_SUPPLIED RECORDS:_
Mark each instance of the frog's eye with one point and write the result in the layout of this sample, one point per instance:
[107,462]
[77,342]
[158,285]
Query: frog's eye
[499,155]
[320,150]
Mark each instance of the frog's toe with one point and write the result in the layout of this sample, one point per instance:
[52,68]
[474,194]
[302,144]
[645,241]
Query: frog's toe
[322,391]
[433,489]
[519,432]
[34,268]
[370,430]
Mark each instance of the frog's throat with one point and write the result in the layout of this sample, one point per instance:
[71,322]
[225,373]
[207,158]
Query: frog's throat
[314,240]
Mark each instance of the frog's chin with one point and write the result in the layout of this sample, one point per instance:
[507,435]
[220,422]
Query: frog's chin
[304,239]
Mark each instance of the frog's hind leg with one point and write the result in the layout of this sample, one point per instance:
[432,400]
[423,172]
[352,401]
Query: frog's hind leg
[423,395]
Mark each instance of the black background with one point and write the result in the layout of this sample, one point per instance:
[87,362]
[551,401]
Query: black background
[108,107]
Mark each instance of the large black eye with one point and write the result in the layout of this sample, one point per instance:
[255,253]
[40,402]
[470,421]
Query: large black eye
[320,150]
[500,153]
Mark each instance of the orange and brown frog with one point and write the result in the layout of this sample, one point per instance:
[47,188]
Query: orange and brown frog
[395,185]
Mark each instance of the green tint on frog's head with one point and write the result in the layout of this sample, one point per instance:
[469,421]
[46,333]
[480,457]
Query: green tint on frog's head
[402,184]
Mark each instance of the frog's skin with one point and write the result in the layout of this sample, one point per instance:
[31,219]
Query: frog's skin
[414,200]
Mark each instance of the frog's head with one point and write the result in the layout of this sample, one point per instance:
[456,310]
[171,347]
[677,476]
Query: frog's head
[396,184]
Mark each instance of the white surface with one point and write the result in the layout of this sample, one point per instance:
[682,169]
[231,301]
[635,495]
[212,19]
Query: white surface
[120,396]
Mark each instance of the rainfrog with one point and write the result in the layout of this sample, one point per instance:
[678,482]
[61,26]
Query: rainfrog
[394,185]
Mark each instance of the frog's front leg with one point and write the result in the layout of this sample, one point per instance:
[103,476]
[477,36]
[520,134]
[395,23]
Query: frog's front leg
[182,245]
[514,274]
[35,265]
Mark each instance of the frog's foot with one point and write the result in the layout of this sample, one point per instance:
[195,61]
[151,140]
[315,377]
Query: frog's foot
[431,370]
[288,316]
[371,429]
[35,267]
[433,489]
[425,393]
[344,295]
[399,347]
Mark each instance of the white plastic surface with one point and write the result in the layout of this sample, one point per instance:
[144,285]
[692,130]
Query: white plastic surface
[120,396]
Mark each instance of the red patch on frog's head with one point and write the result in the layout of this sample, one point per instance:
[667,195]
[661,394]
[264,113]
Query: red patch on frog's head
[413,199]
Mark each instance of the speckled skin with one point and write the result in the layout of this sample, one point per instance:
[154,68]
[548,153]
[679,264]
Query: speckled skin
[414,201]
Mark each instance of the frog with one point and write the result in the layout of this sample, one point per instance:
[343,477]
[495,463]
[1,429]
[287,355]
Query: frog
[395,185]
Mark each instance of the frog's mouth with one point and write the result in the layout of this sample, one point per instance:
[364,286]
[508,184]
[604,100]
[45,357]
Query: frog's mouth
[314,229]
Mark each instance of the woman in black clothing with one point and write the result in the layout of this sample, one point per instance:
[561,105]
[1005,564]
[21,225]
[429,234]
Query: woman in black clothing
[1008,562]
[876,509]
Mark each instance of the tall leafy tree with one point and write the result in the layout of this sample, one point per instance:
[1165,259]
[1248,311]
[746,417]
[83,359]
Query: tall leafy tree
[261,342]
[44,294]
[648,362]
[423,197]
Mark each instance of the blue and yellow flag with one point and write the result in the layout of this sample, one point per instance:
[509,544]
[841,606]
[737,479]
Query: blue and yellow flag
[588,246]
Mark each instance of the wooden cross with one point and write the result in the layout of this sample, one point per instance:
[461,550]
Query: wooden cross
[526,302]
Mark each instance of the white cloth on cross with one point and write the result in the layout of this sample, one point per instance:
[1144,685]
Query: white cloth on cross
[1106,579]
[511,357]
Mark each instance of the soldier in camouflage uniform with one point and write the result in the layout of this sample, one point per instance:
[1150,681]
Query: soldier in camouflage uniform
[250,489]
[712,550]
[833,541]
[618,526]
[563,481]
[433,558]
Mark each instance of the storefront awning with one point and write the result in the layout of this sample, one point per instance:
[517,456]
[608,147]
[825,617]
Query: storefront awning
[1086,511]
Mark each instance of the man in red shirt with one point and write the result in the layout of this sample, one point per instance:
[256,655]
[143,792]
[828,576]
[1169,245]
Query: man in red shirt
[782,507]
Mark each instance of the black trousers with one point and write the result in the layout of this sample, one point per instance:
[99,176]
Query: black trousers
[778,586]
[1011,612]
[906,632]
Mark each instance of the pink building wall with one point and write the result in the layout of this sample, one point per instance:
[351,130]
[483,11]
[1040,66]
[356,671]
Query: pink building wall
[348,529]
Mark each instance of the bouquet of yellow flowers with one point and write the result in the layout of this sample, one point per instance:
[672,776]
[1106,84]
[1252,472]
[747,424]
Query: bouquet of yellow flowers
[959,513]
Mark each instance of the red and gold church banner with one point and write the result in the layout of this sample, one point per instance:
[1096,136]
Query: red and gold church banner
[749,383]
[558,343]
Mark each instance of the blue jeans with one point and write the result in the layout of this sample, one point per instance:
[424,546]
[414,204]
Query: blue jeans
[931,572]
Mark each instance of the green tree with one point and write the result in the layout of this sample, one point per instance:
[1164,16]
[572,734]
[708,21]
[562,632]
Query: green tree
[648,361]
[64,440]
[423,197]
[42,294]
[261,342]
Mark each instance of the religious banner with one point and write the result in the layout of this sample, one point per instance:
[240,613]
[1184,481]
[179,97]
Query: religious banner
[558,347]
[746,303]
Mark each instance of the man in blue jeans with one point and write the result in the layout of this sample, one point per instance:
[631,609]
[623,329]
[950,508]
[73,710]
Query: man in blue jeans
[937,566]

---

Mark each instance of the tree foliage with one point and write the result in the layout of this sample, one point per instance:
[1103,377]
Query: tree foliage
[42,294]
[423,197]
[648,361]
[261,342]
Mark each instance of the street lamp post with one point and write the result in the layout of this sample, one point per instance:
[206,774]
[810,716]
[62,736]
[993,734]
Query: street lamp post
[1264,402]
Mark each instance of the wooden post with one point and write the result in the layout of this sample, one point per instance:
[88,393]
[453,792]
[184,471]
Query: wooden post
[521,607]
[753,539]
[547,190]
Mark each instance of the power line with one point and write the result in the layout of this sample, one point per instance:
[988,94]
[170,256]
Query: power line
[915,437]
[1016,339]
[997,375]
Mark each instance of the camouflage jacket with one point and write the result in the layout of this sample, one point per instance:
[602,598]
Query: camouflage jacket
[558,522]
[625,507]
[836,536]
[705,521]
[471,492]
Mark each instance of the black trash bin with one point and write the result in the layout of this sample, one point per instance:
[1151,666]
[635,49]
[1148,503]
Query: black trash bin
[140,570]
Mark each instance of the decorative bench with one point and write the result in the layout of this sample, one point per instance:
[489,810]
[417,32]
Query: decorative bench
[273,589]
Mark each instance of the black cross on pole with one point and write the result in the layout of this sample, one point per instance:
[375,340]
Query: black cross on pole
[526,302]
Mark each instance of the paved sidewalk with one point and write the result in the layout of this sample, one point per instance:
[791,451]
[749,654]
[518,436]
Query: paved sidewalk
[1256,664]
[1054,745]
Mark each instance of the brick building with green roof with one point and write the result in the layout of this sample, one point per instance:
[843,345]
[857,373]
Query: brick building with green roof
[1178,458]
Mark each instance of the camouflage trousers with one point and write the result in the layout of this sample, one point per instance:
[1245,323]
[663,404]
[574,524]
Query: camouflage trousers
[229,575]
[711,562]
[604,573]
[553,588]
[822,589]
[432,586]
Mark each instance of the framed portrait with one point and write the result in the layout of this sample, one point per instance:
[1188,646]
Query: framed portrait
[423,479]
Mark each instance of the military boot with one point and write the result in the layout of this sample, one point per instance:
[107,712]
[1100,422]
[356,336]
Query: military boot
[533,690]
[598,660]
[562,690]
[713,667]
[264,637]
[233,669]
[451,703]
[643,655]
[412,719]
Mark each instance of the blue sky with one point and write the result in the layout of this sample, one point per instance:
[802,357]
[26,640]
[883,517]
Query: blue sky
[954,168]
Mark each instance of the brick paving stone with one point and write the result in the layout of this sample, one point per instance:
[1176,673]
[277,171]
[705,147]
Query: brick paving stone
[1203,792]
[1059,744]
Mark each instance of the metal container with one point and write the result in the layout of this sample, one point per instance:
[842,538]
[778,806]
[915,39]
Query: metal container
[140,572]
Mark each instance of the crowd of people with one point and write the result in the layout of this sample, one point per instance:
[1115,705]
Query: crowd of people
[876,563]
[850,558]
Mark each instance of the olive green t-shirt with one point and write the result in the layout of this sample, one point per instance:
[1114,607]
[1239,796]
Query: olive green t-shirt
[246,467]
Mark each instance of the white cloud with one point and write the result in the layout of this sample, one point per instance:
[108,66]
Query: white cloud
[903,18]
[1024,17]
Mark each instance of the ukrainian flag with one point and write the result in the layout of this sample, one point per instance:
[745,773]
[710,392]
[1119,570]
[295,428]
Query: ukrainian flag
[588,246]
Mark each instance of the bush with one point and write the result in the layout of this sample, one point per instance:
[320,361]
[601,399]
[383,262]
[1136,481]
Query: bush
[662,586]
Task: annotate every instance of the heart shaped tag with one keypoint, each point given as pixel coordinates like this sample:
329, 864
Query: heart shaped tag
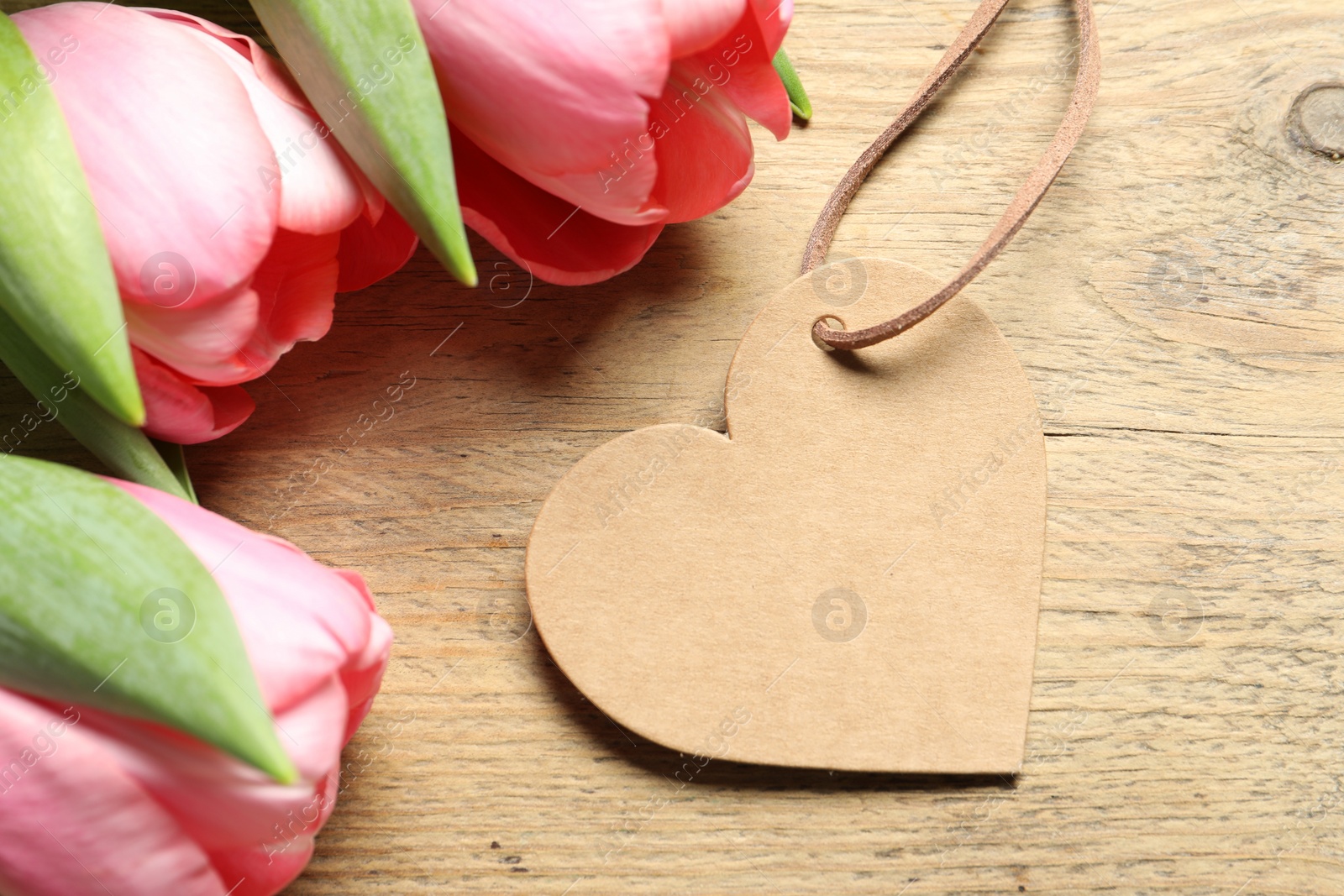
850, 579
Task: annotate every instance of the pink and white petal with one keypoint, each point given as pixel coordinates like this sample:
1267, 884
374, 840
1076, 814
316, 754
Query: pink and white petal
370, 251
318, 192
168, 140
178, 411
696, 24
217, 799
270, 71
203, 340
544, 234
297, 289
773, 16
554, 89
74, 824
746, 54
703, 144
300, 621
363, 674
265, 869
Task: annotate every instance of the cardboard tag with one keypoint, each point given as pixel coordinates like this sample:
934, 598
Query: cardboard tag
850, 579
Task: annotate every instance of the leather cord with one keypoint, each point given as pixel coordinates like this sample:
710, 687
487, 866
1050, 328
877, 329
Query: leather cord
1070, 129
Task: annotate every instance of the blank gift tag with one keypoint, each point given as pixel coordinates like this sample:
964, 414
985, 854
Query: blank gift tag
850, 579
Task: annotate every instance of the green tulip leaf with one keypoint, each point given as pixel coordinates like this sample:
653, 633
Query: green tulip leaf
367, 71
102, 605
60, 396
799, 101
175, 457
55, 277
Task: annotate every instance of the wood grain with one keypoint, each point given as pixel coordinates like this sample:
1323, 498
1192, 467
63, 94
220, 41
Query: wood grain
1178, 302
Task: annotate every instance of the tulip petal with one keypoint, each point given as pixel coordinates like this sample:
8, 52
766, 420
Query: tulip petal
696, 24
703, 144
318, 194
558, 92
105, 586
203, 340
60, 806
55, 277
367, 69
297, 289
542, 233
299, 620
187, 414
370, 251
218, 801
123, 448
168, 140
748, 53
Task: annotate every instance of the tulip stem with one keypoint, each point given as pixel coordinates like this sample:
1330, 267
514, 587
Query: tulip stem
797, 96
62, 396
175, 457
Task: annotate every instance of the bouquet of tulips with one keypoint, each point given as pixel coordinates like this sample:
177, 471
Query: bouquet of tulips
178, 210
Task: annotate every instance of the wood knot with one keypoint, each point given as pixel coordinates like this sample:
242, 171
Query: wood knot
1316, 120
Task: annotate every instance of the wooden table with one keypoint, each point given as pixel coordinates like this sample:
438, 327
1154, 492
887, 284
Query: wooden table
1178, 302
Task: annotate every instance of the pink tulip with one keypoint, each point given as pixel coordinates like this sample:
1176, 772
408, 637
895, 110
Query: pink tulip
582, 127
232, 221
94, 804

_TASK ITEM:_
Using the data above, reproduce exactly the lines from the line that contains "Mark each instance of the frog's eye" through the line that contains "Mark each instance of the frog's toe", including both.

_WRITTEN SOLUTION:_
Mark each instance of the frog's eye with one point and write the result in the layout of this sample, one point per instance:
[107,462]
[77,342]
[158,285]
Query: frog's eye
[499,155]
[320,150]
Mark each instance of the frog's toe with one point and write the result in the layout of this sample, one point per instance:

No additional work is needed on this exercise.